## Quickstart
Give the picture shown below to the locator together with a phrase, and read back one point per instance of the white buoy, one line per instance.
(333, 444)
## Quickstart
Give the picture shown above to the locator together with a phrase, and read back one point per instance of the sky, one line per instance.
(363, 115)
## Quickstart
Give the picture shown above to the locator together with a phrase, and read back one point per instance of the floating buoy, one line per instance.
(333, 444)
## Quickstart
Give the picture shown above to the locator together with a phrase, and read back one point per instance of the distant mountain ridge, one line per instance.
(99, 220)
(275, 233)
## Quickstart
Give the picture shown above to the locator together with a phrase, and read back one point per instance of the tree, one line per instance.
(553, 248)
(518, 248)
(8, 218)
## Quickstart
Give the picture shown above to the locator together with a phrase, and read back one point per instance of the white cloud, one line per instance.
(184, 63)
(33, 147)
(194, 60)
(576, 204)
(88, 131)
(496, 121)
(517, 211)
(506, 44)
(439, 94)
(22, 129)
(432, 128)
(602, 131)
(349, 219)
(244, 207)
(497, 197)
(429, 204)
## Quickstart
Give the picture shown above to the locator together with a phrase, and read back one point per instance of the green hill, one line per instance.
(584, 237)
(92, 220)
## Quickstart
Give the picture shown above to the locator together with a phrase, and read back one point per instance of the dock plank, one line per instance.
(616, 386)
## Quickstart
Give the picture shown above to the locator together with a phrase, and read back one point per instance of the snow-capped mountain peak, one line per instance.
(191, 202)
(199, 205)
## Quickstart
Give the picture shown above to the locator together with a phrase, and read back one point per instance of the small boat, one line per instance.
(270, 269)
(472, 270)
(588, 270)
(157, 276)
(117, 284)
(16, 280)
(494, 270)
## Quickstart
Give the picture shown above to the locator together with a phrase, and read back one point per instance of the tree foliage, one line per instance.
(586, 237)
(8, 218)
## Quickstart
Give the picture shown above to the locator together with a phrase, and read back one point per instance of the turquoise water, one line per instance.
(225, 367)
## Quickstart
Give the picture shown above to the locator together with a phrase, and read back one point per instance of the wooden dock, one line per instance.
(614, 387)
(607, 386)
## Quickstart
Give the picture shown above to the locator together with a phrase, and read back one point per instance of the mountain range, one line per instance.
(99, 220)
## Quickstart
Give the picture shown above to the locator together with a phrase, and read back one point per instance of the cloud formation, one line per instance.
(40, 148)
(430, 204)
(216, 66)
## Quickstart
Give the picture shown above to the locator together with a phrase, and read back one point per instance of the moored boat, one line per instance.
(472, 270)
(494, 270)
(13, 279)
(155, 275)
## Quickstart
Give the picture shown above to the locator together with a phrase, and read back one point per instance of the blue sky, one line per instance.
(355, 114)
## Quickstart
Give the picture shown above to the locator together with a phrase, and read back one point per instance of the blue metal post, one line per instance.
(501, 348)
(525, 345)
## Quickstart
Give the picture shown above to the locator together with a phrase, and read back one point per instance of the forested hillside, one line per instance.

######

▶ _Activity_
Recopy the whole listing exactly.

▶ _Result_
## Quickstart
Give the picture shown below to the locator together with a phrase, and read back one point per instance of the white buoy, one line per instance.
(333, 444)
## Quickstart
Give the picture shown above to the locator together with a phrase, and read back one point per instance of the sky, one line per instance.
(363, 115)
## Quickstart
Give the picture shown above to the locator together with a phrase, and read back one point per instance of the floating buoy, one line per instance.
(333, 444)
## Quickstart
Give the picture shown above to the locator together with a phrase, and read back one point per instance of the distant mountain ridge, one line per instance.
(99, 220)
(275, 233)
## Quickstart
Give the picture shown above to the locator together with a phrase, and read back one point per instance of the tree, one line per instance.
(553, 248)
(518, 248)
(8, 218)
## Quickstart
Give the picture shown above to the locator together with a phrase, and read back one point per instance of the white cloud, one line per instance.
(184, 63)
(33, 147)
(194, 60)
(576, 204)
(88, 131)
(496, 121)
(517, 211)
(506, 44)
(439, 94)
(22, 129)
(432, 128)
(602, 131)
(349, 219)
(244, 207)
(497, 197)
(429, 204)
## Quickstart
Give the picture shown above to the locator together with a phrase, and read back one point per instance of the green hill, one line per instance.
(584, 237)
(92, 220)
## Quickstart
Give the picture shown above to the locator together with a phrase, and read back one point per instance of the dock plank, one line per instance.
(616, 386)
## Quickstart
Give the picture shown above to the locator together with a phrase, and read back one point per instance of the snow-capped mountain peak, one line per instance.
(191, 202)
(199, 205)
## Quickstart
Give the picture shown above to the locator together with a phrase, and read back one point per instance of the small boat, one line per instance.
(270, 269)
(472, 270)
(588, 270)
(157, 276)
(117, 284)
(16, 280)
(494, 270)
## Quickstart
Give the picture shown above to the locator together with a phrase, and read back one point per instance of the tree foliage, one line per instance.
(586, 237)
(8, 218)
## Quickstart
Give the picture shown above to the locator together with a phrase, and read back one point per instance of the turquoise water, one line per instance.
(225, 367)
## Quickstart
Give the picture shown above to the locator together with a phrase, and read back one point per instance of the wooden dock, one line per instance.
(614, 387)
(607, 386)
## Quickstart
Give the picture shown above to the locator together with a phrase, and read back one point per instance of the mountain range, one line per instance.
(99, 220)
## Quickstart
Give the picture shown above to the locator together with a phrase, and read back one point per instance of the cloud formation, one line per instance.
(40, 148)
(430, 204)
(216, 66)
## Quickstart
Give the picture shown above to the locator together with a phrase, and read back one point per instance of the moored boat, one line per instance.
(472, 270)
(494, 270)
(13, 279)
(155, 275)
## Quickstart
Give the picture shown above to the locator together with a phrase, and read back one point per instance of the blue sky, one line per instance.
(355, 114)
## Quickstart
Give the picture shown above to the locator together with a phrase, and read back one point per instance of the blue metal post, one line per instance.
(501, 348)
(525, 345)
## Quickstart
Give the picture shown above to the locator together with a phrase, and read back one point per instance of the forested hillside, one line per instance.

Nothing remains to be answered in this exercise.